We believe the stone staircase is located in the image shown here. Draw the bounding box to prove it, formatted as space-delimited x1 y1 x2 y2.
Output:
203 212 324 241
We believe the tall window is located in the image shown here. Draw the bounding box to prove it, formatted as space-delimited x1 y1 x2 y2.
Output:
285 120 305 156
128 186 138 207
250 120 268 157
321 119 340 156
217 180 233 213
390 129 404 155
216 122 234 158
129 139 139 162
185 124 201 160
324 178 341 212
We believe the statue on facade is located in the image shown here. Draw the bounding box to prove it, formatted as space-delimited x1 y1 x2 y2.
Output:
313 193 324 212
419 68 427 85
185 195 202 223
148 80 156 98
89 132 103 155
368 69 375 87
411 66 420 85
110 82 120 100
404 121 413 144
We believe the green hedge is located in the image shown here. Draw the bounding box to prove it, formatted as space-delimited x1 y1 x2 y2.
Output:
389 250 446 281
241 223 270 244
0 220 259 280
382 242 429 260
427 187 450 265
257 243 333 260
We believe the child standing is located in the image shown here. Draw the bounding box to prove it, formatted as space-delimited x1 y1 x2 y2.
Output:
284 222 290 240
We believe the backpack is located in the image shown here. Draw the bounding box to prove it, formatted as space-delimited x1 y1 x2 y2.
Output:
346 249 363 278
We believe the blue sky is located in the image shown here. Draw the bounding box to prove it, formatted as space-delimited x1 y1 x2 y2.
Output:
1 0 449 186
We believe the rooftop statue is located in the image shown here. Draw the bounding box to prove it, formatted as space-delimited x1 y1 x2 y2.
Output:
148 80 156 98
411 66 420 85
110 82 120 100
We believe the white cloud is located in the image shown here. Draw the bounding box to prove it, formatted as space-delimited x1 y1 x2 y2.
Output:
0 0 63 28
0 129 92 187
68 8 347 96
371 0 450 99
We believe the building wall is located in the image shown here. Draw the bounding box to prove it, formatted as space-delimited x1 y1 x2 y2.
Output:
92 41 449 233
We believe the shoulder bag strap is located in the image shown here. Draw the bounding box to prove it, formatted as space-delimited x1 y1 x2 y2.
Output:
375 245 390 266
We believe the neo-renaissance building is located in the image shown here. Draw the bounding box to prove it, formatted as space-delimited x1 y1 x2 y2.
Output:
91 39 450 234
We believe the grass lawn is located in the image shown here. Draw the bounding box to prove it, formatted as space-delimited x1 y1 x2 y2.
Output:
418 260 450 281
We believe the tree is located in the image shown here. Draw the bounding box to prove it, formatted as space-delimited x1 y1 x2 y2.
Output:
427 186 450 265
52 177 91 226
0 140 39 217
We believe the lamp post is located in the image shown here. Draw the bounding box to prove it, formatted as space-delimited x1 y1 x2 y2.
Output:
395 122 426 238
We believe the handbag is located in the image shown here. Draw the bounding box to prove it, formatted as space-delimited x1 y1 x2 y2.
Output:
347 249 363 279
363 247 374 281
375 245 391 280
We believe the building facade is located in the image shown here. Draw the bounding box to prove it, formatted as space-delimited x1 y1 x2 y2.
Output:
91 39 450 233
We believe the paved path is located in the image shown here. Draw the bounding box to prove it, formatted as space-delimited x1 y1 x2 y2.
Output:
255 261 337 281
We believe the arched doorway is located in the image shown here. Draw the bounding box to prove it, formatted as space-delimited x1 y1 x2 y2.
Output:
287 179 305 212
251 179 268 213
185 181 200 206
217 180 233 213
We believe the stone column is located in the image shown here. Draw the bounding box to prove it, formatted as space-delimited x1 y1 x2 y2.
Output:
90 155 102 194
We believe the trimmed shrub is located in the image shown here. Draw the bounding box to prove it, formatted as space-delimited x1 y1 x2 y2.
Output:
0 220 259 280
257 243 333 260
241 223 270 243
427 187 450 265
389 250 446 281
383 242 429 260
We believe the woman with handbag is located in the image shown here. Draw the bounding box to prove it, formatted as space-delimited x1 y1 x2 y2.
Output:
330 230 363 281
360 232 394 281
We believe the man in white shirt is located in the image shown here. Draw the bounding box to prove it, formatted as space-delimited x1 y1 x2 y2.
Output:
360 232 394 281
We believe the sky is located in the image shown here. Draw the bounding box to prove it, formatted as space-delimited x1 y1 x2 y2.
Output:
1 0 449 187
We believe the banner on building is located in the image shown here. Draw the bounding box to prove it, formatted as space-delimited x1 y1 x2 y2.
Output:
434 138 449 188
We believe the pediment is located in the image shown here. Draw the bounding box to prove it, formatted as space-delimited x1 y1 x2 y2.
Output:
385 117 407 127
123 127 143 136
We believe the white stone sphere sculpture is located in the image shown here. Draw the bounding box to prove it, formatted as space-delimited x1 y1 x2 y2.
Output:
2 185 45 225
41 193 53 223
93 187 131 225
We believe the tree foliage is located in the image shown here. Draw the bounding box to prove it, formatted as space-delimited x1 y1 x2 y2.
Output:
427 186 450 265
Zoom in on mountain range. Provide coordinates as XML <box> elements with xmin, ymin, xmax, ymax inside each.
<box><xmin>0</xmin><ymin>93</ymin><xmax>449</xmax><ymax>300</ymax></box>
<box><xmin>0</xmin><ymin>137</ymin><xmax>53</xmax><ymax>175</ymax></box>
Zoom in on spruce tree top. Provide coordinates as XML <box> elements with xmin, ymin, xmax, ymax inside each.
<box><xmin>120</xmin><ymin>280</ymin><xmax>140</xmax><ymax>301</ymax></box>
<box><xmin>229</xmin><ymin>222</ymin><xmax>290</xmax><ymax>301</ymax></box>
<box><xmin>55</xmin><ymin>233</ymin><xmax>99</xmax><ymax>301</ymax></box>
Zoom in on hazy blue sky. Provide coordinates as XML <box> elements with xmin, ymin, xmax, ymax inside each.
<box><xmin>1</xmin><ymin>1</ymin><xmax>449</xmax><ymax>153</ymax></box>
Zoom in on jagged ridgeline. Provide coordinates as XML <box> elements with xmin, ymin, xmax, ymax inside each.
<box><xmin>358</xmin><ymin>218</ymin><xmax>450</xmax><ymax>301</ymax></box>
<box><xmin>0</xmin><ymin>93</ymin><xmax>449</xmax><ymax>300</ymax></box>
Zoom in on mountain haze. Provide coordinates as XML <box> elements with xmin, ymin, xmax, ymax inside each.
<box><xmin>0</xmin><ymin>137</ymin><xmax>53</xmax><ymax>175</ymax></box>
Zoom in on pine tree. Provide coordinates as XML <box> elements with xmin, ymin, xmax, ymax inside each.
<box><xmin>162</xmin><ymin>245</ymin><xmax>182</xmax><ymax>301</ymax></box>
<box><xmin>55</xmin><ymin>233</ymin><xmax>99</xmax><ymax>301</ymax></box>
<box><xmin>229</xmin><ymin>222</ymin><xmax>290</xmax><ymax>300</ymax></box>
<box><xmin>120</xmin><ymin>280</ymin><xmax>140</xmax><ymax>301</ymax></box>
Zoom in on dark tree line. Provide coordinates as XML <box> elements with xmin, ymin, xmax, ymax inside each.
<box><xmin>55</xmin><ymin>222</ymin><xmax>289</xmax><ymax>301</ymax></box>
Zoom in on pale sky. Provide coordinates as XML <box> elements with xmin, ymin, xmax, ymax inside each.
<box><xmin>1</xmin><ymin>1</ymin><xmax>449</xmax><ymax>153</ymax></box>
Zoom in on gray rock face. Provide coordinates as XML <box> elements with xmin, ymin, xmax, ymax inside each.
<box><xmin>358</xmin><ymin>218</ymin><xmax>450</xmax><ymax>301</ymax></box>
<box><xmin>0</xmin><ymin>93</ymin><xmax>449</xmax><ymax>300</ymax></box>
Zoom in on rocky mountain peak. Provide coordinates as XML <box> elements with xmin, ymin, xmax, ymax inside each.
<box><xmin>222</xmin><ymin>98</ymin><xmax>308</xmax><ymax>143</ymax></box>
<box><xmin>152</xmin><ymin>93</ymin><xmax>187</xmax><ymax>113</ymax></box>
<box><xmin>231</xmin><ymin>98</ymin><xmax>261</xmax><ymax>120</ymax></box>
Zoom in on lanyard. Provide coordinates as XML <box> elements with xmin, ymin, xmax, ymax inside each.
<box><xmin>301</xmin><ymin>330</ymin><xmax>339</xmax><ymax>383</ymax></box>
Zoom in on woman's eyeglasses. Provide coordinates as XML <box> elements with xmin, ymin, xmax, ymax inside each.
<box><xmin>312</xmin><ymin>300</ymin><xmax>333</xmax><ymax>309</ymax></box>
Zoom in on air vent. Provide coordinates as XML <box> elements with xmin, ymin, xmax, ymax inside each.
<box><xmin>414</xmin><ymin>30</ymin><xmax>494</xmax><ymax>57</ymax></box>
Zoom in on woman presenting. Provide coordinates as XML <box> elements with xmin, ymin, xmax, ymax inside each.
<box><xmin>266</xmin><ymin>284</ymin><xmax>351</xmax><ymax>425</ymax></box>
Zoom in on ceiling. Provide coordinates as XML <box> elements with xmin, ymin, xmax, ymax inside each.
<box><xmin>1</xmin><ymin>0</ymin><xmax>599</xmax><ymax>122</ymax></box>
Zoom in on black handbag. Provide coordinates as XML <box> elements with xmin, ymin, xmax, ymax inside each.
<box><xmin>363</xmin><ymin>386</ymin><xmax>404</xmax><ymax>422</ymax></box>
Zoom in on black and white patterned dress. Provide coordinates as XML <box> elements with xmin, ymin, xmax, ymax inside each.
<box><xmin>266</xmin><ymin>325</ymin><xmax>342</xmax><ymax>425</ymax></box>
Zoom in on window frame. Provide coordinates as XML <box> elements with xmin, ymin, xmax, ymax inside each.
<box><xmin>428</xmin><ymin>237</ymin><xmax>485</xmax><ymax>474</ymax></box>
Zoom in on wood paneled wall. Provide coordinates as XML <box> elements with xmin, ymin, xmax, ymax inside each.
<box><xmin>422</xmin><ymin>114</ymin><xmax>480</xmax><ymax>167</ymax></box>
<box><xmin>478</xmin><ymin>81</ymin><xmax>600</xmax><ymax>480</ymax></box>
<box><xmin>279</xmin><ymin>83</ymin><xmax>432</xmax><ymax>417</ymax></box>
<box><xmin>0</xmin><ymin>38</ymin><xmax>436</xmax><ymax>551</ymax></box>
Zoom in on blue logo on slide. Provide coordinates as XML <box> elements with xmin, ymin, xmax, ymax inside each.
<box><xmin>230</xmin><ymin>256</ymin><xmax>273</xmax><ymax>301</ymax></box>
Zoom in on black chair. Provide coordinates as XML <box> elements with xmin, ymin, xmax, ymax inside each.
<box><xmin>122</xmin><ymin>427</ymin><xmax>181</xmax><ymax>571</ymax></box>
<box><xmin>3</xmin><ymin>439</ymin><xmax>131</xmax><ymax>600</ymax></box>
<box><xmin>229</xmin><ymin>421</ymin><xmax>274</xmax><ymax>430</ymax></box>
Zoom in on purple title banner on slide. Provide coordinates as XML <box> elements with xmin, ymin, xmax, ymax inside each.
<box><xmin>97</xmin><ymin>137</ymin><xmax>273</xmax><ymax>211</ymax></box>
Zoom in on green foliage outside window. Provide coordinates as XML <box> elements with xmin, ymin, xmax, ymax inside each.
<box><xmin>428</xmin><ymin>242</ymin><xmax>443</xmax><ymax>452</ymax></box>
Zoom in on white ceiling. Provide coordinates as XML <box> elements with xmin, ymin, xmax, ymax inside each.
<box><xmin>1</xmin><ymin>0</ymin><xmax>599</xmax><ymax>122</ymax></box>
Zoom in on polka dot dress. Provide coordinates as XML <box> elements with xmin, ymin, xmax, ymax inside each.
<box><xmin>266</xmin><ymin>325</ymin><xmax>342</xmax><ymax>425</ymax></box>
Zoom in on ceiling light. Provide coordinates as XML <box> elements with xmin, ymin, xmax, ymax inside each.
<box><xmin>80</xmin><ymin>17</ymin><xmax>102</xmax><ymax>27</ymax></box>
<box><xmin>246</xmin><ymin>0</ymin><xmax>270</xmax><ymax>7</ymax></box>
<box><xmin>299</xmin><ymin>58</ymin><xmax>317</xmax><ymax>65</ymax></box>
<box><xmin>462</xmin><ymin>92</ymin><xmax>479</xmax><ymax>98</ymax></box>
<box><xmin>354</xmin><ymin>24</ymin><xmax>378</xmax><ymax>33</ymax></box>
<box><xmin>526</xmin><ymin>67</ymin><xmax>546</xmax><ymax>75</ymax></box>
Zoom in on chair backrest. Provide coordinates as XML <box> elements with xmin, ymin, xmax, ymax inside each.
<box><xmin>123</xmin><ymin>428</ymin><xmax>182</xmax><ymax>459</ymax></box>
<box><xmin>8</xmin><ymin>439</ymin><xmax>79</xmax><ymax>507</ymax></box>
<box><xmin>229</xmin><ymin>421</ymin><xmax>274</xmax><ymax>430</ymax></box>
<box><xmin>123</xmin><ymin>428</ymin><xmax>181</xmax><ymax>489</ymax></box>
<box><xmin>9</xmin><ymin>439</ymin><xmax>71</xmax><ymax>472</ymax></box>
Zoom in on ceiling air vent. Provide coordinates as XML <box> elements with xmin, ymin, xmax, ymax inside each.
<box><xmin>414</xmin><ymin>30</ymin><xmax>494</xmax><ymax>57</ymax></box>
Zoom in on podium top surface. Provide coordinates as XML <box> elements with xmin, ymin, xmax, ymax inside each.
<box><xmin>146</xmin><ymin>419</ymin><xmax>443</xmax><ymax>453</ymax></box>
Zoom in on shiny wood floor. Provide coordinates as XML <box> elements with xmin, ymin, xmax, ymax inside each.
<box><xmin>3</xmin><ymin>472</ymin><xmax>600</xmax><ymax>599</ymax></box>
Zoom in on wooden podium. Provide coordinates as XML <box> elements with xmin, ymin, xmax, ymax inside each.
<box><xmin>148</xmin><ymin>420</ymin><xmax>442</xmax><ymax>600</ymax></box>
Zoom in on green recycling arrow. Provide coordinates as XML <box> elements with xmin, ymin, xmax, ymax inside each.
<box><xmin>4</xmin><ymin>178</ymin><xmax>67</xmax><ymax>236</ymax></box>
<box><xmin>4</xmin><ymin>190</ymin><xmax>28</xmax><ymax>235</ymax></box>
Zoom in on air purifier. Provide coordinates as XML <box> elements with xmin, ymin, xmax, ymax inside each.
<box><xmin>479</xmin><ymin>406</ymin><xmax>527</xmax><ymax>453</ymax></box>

•••••

(TASK INSTRUCTIONS): In the data above, which lines lie between the line with "We believe the neo-renaissance" and the line with "We believe the building facade", inclusive? Print those lines exactly and nothing else.

(SOLUTION TO THIS TASK):
We believe the neo-renaissance building is located in the image shown here. Draw the bounding box to prove it, formatted as space-delimited x1 y1 x2 y2.
Output:
91 39 450 234
We believe the grass lawn is located in the image shown here. Draw the bounding box to prove it, formatted as space-delimited x1 y1 x2 y2.
Output:
418 260 450 281
We believe the tree is located in the image shown here. Draw the bounding box to prove it, formatted as space-delimited x1 y1 x2 y2.
Output:
427 186 450 265
52 177 91 226
0 140 39 217
We believe the lamp post is located in the image shown here. Draw the bounding box to prove it, formatted as space-delimited x1 y1 x2 y2.
Output:
395 122 426 238
We believe the handbag is located in the image shown here. Draw the bounding box to prove it, formatted as space-delimited x1 y1 x2 y2.
Output:
347 249 363 279
363 247 374 281
375 245 391 280
We believe the building facade is located in the image shown here. Draw the bounding box to prove it, formatted as space-delimited x1 y1 x2 y2.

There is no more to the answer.